Do this. Place each line from the start of the entries through the line containing "[(49, 121)]", inclusive, into a JSON list of strings, one string per line. Omit blank lines.

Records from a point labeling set
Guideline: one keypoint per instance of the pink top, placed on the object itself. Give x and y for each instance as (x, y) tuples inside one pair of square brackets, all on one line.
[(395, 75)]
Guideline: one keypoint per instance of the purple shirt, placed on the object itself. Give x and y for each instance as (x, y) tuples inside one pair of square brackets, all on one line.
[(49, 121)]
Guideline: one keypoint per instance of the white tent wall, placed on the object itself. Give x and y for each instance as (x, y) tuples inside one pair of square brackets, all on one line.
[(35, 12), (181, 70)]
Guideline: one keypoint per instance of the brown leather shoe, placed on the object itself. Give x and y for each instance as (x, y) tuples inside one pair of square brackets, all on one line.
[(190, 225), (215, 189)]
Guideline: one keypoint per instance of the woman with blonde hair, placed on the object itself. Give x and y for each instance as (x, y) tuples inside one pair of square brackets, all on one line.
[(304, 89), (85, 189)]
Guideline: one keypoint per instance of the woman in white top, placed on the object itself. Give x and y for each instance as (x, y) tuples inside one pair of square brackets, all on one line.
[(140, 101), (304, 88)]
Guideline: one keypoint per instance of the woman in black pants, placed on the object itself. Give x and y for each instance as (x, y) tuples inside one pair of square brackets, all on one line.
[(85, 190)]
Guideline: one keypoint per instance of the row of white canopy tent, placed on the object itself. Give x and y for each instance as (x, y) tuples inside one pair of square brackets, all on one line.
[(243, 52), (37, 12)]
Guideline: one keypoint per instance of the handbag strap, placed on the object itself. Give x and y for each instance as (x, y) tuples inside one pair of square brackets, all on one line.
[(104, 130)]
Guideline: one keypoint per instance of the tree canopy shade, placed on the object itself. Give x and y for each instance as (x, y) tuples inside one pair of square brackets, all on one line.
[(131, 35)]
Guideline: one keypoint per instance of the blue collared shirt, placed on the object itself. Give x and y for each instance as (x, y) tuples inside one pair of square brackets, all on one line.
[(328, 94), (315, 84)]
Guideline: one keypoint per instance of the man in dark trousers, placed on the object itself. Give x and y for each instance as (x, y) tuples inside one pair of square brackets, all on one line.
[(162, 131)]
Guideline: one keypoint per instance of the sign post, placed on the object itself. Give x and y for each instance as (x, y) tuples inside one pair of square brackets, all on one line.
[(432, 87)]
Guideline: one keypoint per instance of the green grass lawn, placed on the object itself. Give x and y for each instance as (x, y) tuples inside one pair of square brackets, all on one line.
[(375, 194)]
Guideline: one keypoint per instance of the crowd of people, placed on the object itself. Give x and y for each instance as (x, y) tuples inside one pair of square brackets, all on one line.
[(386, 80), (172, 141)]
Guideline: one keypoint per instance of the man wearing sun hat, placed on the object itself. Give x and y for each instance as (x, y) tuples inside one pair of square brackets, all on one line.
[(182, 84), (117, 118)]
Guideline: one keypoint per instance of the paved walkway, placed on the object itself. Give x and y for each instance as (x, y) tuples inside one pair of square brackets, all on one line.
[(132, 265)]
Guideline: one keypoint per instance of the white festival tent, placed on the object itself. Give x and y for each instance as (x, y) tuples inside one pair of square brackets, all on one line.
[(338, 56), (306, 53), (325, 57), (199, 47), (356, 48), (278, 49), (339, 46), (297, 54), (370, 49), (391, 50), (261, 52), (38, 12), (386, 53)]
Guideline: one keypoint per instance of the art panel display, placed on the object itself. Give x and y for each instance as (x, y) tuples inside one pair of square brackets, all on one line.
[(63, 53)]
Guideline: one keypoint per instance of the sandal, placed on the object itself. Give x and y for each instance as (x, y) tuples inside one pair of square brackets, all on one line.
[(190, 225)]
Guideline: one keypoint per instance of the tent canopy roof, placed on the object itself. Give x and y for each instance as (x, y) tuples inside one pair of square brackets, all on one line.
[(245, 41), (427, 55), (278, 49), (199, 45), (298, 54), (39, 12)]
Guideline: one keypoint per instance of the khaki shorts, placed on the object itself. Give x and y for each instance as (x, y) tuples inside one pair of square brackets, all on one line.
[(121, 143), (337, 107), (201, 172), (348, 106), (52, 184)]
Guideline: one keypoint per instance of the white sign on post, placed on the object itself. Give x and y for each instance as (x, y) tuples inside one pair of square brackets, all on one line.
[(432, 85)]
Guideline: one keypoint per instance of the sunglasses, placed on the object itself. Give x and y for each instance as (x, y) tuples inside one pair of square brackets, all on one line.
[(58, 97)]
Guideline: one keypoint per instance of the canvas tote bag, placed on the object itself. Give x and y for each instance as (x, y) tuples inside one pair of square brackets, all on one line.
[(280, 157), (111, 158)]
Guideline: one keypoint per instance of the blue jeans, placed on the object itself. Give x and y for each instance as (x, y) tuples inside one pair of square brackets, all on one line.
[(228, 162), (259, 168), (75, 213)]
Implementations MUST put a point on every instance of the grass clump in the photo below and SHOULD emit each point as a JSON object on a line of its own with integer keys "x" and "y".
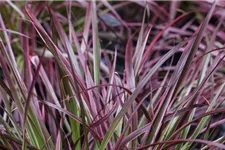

Exercise response.
[
  "Guideline: one keypoint per instance of the pink top, placed on the object itself. Give x and y for each instance as (x, y) tuples inside one pair of square brackets, all on one line.",
  "[(395, 75)]",
  "Guideline: one keypoint per instance of the purple shirt, placed on the object itself. Give x and y for each instance as (x, y) tuples inside one pair of square brackets, all on one line.",
  "[(49, 121)]"
]